(Recorded data)
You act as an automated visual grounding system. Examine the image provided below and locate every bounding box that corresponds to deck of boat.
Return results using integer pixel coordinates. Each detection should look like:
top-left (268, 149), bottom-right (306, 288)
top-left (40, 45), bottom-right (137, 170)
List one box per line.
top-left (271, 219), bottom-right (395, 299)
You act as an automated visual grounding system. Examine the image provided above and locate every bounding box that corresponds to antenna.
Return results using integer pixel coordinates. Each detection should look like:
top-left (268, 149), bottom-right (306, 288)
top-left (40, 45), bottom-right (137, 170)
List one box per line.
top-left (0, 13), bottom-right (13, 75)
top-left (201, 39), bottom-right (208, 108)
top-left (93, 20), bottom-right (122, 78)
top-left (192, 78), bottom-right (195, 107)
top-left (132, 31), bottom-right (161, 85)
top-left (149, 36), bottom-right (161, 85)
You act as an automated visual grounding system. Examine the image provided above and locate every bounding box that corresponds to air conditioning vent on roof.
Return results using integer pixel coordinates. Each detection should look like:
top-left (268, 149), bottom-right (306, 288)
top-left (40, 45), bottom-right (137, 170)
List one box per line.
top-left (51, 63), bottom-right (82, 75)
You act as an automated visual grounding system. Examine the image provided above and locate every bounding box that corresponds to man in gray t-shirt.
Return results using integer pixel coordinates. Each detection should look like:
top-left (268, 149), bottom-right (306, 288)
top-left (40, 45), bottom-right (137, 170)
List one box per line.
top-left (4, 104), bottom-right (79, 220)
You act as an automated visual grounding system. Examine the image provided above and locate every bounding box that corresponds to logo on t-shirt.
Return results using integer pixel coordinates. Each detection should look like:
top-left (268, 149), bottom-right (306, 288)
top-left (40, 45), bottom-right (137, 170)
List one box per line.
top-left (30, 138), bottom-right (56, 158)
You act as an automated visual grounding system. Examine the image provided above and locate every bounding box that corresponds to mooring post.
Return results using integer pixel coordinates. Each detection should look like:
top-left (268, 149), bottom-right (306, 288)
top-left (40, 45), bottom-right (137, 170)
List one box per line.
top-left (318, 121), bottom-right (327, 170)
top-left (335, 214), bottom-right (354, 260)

# Required action:
Transcribe each record exactly as it is written above.

# Exercise response:
You act as an automated visual grounding system. Examine the image provided below and locate every bounding box that corresponds to deck of boat.
Return results using integer pixel coordinates. Each detection should look like:
top-left (268, 149), bottom-right (306, 288)
top-left (40, 45), bottom-right (137, 170)
List one box per line.
top-left (271, 219), bottom-right (395, 299)
You act as an automated visual grounding system. Examine the image provided above and locate every bounding box that corresponds to antenna.
Return results using integer pixel coordinates. Each detection should look like:
top-left (268, 149), bottom-right (306, 288)
top-left (40, 45), bottom-right (137, 170)
List one box per line.
top-left (0, 13), bottom-right (13, 75)
top-left (201, 39), bottom-right (208, 108)
top-left (93, 20), bottom-right (122, 78)
top-left (192, 78), bottom-right (195, 107)
top-left (132, 31), bottom-right (161, 85)
top-left (149, 36), bottom-right (161, 85)
You act as an automated visual grounding system. Examine the image provided above and locate every bounding box that corresponds to air conditioning vent on roof.
Return results using integer pixel coordinates. Each detection should look like:
top-left (268, 149), bottom-right (306, 288)
top-left (40, 45), bottom-right (137, 170)
List one box per line.
top-left (51, 63), bottom-right (82, 75)
You act as an automated visual grounding system. Examine the image provided above and locate every bounding box that corresponds to man in gray t-shirt.
Return results using integer pixel coordinates. Each detection should look like:
top-left (268, 149), bottom-right (306, 288)
top-left (40, 45), bottom-right (137, 170)
List one box per line.
top-left (4, 104), bottom-right (79, 220)
You act as an automated visual grounding system. Examine the image provided above and locate every bounding box that corresponds to logo on t-shirt.
Return results using integer pixel coordinates. Each detection should look like:
top-left (268, 149), bottom-right (306, 288)
top-left (40, 45), bottom-right (137, 170)
List one box per line.
top-left (30, 138), bottom-right (56, 158)
You act as an automated visual grounding system. Examine the image provided above and locate every bounding box that corresponds to mooring post.
Return results using integer pixel coordinates. Each detection should look like:
top-left (268, 149), bottom-right (306, 288)
top-left (40, 45), bottom-right (137, 170)
List one box per line.
top-left (318, 121), bottom-right (327, 170)
top-left (335, 214), bottom-right (354, 260)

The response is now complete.